What you have to do:
Reproduce the lines below as a numbered list, omitting any blank lines. Begin at the line that contains "--target car front wheel" and stop after the line that contains "M 215 102 L", including both.

:: Recorded data

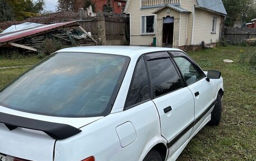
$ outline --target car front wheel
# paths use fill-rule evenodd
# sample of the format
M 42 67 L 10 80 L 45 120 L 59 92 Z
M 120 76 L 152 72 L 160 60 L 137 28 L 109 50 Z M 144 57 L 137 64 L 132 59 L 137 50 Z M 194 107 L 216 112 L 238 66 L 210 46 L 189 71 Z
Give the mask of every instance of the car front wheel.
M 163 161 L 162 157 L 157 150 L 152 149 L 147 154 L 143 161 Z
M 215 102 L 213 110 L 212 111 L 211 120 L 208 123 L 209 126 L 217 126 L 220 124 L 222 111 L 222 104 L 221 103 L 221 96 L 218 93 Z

::::
:: Recorded data

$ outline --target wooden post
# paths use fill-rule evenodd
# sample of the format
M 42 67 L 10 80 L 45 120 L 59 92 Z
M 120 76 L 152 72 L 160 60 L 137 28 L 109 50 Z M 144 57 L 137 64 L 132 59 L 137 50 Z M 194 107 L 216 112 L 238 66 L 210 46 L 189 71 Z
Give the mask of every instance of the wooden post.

::::

Exercise answer:
1. $ outline --target car front wheel
2. # paths use fill-rule evenodd
3. # sample of the format
4. M 42 67 L 10 80 L 45 120 L 59 92 Z
5. M 120 76 L 152 72 L 160 60 L 137 28 L 109 50 Z M 144 57 L 137 64 L 132 59 L 137 50 Z M 194 107 L 216 112 L 238 66 L 210 46 L 189 71 Z
6. Give the mask of every instance of the car front wheel.
7. M 163 161 L 162 157 L 157 150 L 152 149 L 147 154 L 143 161 Z
8. M 215 102 L 213 110 L 212 111 L 211 120 L 208 123 L 209 126 L 217 126 L 220 124 L 222 111 L 222 104 L 221 103 L 221 96 L 218 93 Z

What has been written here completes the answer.